## [TASK TO COMPLETE]
Would you output the entries below only from the line containing "on the rear" through the line containing "the white and", exactly as they stand and with both ends included?

## [DATA SHOWN]
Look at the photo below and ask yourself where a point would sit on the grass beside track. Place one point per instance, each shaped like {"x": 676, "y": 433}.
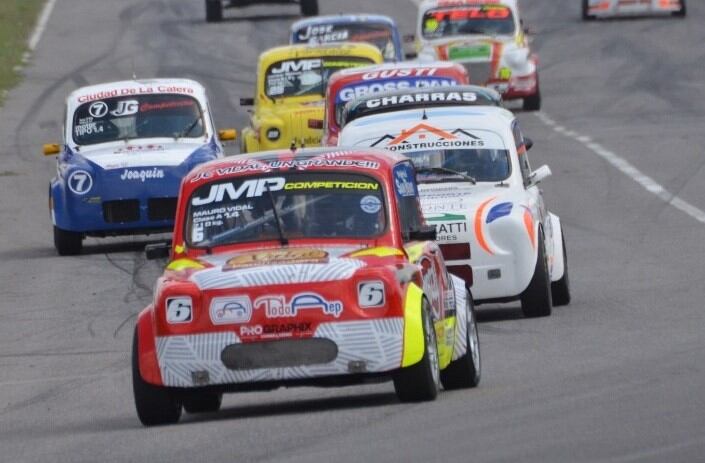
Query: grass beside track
{"x": 17, "y": 19}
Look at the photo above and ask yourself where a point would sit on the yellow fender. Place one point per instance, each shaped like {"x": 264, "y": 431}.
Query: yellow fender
{"x": 414, "y": 347}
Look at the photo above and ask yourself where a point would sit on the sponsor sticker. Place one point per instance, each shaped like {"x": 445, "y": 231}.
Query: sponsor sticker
{"x": 234, "y": 309}
{"x": 275, "y": 306}
{"x": 80, "y": 182}
{"x": 277, "y": 257}
{"x": 370, "y": 204}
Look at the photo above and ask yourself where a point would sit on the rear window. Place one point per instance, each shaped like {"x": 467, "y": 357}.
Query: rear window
{"x": 379, "y": 35}
{"x": 137, "y": 116}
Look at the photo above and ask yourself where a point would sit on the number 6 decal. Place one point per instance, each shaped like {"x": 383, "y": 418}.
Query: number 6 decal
{"x": 370, "y": 294}
{"x": 80, "y": 182}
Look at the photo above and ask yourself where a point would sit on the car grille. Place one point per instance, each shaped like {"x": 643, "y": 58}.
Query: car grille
{"x": 279, "y": 354}
{"x": 121, "y": 211}
{"x": 161, "y": 208}
{"x": 479, "y": 73}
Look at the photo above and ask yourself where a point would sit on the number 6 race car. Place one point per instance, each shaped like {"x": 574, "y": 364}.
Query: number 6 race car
{"x": 477, "y": 187}
{"x": 593, "y": 9}
{"x": 309, "y": 268}
{"x": 127, "y": 146}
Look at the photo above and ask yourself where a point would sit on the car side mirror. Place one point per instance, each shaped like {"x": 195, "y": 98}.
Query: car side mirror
{"x": 540, "y": 174}
{"x": 315, "y": 124}
{"x": 157, "y": 250}
{"x": 423, "y": 233}
{"x": 50, "y": 149}
{"x": 227, "y": 134}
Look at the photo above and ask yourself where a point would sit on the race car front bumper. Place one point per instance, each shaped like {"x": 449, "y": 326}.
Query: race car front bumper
{"x": 336, "y": 348}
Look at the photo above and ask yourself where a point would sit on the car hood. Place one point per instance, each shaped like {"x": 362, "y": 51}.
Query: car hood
{"x": 273, "y": 266}
{"x": 121, "y": 155}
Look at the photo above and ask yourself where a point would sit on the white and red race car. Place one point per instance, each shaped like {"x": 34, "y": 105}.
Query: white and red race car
{"x": 488, "y": 38}
{"x": 476, "y": 186}
{"x": 610, "y": 8}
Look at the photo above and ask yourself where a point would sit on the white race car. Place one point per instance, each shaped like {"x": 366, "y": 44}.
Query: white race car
{"x": 488, "y": 38}
{"x": 609, "y": 8}
{"x": 477, "y": 187}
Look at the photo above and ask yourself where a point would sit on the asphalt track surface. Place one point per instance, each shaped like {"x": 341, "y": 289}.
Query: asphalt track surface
{"x": 616, "y": 376}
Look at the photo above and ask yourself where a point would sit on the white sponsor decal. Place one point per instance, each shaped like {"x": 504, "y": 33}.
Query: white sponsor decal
{"x": 126, "y": 108}
{"x": 142, "y": 174}
{"x": 98, "y": 109}
{"x": 236, "y": 309}
{"x": 296, "y": 66}
{"x": 249, "y": 188}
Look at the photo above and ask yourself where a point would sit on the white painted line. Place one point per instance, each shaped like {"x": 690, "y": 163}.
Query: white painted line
{"x": 20, "y": 382}
{"x": 41, "y": 24}
{"x": 626, "y": 168}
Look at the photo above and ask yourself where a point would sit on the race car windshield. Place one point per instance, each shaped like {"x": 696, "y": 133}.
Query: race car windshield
{"x": 308, "y": 205}
{"x": 379, "y": 35}
{"x": 137, "y": 116}
{"x": 468, "y": 20}
{"x": 306, "y": 76}
{"x": 483, "y": 165}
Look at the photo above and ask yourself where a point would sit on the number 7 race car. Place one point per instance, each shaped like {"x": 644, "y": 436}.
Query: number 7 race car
{"x": 127, "y": 145}
{"x": 593, "y": 9}
{"x": 309, "y": 268}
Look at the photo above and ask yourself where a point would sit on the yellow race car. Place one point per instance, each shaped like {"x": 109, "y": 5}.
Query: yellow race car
{"x": 291, "y": 85}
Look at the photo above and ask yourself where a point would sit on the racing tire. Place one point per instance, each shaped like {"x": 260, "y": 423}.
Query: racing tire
{"x": 536, "y": 299}
{"x": 205, "y": 402}
{"x": 309, "y": 7}
{"x": 155, "y": 405}
{"x": 560, "y": 290}
{"x": 586, "y": 16}
{"x": 533, "y": 102}
{"x": 465, "y": 371}
{"x": 67, "y": 243}
{"x": 680, "y": 13}
{"x": 214, "y": 11}
{"x": 421, "y": 381}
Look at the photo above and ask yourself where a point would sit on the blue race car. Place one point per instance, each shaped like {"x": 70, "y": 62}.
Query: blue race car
{"x": 127, "y": 145}
{"x": 378, "y": 30}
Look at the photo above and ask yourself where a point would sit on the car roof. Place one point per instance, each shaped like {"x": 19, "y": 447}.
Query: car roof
{"x": 311, "y": 159}
{"x": 126, "y": 88}
{"x": 480, "y": 117}
{"x": 342, "y": 19}
{"x": 396, "y": 100}
{"x": 428, "y": 4}
{"x": 401, "y": 65}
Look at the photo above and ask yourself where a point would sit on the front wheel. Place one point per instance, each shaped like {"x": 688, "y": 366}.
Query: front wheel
{"x": 67, "y": 243}
{"x": 214, "y": 11}
{"x": 532, "y": 102}
{"x": 464, "y": 372}
{"x": 421, "y": 382}
{"x": 536, "y": 298}
{"x": 560, "y": 290}
{"x": 155, "y": 404}
{"x": 309, "y": 7}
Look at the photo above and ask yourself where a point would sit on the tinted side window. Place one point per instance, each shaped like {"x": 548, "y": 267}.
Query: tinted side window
{"x": 521, "y": 150}
{"x": 405, "y": 190}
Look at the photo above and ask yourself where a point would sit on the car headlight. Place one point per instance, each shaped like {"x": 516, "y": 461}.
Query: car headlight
{"x": 273, "y": 134}
{"x": 370, "y": 294}
{"x": 179, "y": 309}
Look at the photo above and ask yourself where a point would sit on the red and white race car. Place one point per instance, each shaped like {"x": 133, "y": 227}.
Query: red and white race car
{"x": 301, "y": 268}
{"x": 488, "y": 38}
{"x": 592, "y": 9}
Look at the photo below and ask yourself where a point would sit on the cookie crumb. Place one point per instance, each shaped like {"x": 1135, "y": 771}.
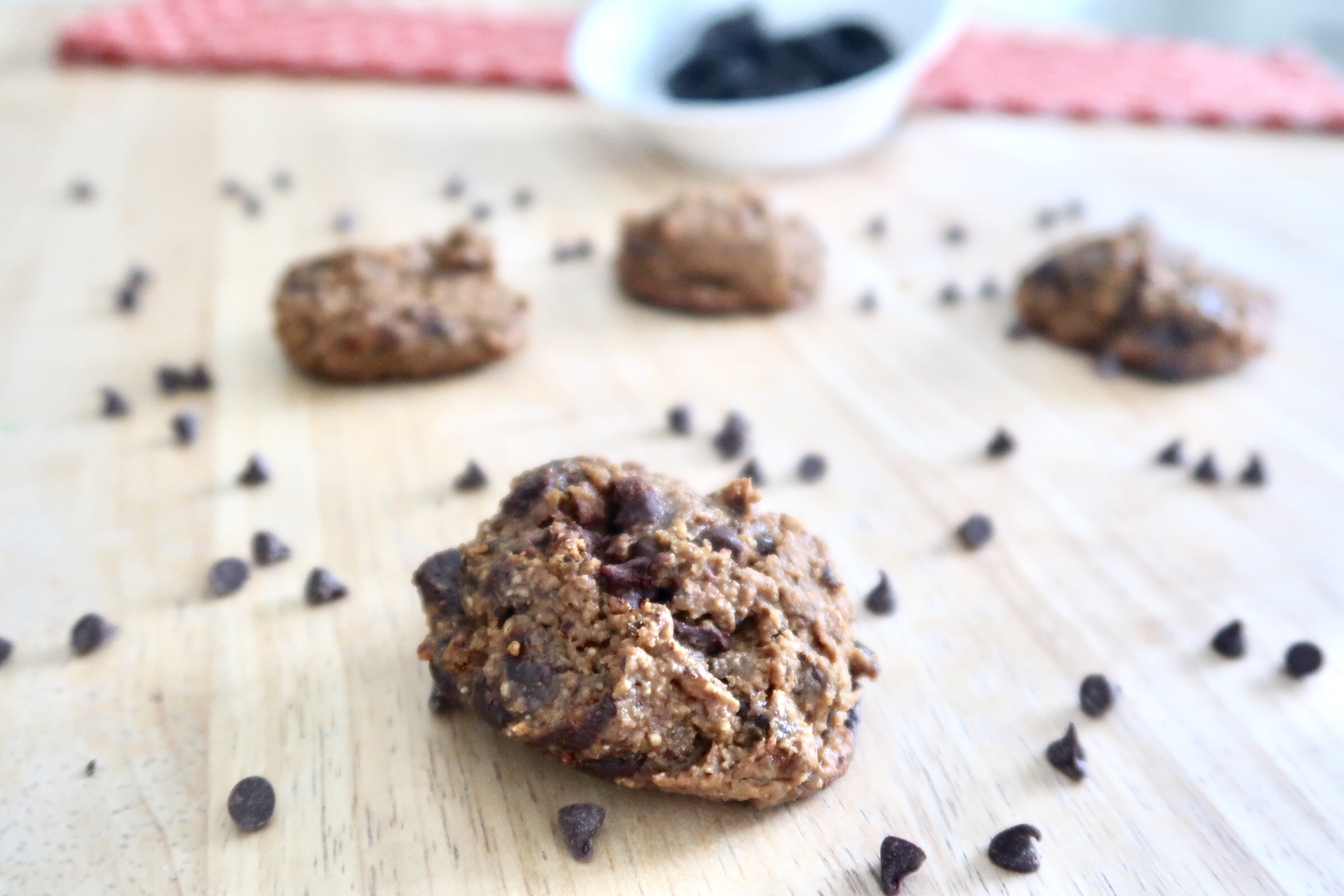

## [RESPONSE BOX]
Look at the photo above and ask yourself where a point would sit on the rear window. Place one point per instance, each shaped like {"x": 467, "y": 357}.
Query: rear window
{"x": 379, "y": 35}
{"x": 137, "y": 116}
Look at the photo above and ask yourself where a point would sit on the number 6 decal. Place one point per instance, each shaped like {"x": 383, "y": 418}.
Query: number 6 decal
{"x": 370, "y": 294}
{"x": 80, "y": 182}
Look at the photo above and ask yourself where a point would sit on the car grille. Place one point per instance, each shaped like {"x": 643, "y": 58}.
Query: car grille
{"x": 279, "y": 354}
{"x": 121, "y": 211}
{"x": 161, "y": 208}
{"x": 479, "y": 73}
Look at the photo above and ask yourself where a point would sit on the number 6 race car. Place one point per instance, each shaped like {"x": 574, "y": 364}.
Query: number 6 race car
{"x": 477, "y": 187}
{"x": 593, "y": 9}
{"x": 309, "y": 268}
{"x": 127, "y": 146}
Look at the photo above and ask yourself where a point would sit on the car side mirror. Place one point per instance, each shaped like {"x": 195, "y": 98}.
Query: car side mirror
{"x": 540, "y": 174}
{"x": 315, "y": 124}
{"x": 157, "y": 250}
{"x": 423, "y": 233}
{"x": 50, "y": 149}
{"x": 227, "y": 134}
Look at the photo above and ask yourself where a point would sit on the race car front bumper. Place one point per instance, each shaped like {"x": 449, "y": 326}.
Query: race car front bumper
{"x": 336, "y": 348}
Look at the photo above and ask yourself where a point would sit on the car hood. Place one point per instance, each shaped like {"x": 362, "y": 51}.
Query: car hood
{"x": 273, "y": 266}
{"x": 121, "y": 155}
Look at the photo above and ask yourself where a point would sit on the white and red race car. Place one point per instance, each shaped like {"x": 34, "y": 105}.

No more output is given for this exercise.